WHAT THE EXERCISE ASKS: For the listing below, show each line that includes the string "overcast".

ENTRIES SUPPLIED:
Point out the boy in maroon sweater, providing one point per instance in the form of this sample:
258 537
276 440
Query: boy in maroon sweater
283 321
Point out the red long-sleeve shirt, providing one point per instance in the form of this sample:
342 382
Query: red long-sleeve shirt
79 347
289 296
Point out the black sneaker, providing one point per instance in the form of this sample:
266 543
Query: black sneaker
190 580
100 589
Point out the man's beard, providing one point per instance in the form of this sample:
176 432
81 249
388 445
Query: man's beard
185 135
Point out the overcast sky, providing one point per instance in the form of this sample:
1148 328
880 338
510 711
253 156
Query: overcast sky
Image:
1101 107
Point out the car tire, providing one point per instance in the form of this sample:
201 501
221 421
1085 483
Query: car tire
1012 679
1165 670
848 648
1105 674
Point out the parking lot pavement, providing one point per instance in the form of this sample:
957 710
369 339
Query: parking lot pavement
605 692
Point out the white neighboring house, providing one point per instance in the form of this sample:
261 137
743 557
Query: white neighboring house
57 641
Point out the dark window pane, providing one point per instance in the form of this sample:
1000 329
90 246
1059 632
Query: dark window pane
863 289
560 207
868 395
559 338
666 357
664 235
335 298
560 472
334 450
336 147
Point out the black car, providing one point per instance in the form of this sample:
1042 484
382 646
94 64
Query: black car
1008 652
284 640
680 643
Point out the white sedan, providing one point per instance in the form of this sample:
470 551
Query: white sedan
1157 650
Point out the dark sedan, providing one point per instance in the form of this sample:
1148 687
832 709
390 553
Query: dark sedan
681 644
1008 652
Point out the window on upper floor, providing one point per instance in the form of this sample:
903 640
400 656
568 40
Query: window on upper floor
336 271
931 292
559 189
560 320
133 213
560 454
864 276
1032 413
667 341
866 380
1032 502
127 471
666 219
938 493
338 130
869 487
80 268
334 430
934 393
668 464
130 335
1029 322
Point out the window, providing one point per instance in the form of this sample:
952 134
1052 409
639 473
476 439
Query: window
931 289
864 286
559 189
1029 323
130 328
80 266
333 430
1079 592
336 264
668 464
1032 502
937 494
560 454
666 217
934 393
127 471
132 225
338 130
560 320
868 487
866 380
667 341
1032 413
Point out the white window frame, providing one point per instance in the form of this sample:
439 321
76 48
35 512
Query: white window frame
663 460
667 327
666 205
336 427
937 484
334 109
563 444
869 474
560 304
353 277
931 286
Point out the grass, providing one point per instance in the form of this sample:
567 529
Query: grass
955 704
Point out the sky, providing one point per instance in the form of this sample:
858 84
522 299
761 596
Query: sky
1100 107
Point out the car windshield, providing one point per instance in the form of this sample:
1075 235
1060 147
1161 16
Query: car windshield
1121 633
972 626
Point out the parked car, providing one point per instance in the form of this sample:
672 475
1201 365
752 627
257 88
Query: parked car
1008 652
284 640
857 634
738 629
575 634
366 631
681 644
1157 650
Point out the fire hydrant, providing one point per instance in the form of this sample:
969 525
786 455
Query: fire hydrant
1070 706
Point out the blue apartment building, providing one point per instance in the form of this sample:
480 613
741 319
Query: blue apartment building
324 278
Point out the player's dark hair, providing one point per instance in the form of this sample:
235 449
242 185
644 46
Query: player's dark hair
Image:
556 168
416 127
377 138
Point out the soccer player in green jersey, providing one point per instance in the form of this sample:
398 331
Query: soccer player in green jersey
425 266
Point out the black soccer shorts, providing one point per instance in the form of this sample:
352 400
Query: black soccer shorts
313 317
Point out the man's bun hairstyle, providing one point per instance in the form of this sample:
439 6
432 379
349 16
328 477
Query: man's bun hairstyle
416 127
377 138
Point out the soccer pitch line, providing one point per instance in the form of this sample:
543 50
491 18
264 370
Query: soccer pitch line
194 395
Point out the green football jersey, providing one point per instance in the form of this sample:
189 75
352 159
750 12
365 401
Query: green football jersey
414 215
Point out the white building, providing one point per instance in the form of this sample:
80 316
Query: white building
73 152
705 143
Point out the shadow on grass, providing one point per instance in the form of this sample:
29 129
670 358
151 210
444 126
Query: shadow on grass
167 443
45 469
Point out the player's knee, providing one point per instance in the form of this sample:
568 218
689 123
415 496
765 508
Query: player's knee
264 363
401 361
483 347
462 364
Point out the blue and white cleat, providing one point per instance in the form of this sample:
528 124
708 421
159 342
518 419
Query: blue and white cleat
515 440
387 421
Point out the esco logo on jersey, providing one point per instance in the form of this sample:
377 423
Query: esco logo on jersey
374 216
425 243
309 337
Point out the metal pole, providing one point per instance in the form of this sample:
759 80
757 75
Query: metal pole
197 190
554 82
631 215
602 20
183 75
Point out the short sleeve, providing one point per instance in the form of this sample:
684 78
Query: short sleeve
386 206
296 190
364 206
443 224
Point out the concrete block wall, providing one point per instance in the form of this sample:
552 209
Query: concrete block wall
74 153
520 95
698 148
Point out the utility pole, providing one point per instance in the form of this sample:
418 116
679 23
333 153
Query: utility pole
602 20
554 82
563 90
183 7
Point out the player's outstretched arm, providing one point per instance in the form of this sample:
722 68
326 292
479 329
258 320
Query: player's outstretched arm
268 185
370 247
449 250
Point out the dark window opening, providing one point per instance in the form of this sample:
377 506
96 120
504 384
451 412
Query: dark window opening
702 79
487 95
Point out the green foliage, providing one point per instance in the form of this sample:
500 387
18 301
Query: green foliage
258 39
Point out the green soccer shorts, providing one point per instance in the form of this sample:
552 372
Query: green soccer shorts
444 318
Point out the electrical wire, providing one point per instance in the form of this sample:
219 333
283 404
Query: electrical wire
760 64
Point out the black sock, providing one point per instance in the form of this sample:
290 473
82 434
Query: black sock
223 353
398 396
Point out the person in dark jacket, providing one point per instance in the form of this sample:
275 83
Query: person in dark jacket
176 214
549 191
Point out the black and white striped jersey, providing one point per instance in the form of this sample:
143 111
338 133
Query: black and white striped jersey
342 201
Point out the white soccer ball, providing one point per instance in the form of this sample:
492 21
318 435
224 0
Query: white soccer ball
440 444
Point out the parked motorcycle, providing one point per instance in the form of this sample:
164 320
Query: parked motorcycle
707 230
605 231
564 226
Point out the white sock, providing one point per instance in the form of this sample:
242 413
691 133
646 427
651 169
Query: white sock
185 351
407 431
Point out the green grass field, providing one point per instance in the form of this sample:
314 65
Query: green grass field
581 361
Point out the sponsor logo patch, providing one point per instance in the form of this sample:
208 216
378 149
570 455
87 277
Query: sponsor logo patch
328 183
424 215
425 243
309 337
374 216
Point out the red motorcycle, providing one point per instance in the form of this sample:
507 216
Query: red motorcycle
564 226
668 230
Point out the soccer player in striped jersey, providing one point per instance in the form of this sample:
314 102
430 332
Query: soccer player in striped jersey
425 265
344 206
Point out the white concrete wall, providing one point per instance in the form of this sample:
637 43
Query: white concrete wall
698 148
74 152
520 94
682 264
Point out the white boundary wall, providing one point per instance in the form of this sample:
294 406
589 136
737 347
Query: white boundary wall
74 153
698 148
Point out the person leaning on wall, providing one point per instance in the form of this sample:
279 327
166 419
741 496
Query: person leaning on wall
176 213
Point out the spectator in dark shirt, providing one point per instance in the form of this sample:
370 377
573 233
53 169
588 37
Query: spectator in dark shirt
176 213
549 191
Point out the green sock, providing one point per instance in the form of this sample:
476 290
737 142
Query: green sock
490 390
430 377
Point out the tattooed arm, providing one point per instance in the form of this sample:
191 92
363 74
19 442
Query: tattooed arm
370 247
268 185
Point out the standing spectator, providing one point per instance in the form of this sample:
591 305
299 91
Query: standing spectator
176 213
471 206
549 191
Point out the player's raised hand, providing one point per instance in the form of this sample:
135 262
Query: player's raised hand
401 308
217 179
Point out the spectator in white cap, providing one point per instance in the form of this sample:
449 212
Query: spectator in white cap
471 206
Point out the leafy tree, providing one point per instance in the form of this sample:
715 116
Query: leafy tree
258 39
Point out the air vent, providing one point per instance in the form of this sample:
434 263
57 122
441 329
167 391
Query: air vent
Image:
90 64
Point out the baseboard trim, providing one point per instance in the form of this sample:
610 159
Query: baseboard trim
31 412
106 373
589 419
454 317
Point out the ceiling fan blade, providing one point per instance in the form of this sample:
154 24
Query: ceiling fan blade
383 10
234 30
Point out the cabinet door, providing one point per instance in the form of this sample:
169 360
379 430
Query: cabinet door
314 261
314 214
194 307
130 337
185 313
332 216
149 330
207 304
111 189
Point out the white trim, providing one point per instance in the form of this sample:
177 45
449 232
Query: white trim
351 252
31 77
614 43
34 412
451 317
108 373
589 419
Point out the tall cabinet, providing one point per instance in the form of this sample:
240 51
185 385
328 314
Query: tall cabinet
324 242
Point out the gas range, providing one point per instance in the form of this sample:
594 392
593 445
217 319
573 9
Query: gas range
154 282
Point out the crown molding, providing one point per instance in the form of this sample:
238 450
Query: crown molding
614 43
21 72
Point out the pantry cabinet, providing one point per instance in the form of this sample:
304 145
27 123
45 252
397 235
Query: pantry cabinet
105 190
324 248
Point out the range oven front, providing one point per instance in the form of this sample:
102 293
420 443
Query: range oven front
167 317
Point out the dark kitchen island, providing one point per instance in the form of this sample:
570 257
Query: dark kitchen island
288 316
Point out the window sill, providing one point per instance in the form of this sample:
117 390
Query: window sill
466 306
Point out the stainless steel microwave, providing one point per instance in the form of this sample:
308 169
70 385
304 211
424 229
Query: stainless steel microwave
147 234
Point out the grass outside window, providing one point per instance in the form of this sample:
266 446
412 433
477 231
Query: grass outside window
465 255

SOLUTION:
Point out the overcast sky, providing one point per instance in the form of this sample:
Query: overcast sky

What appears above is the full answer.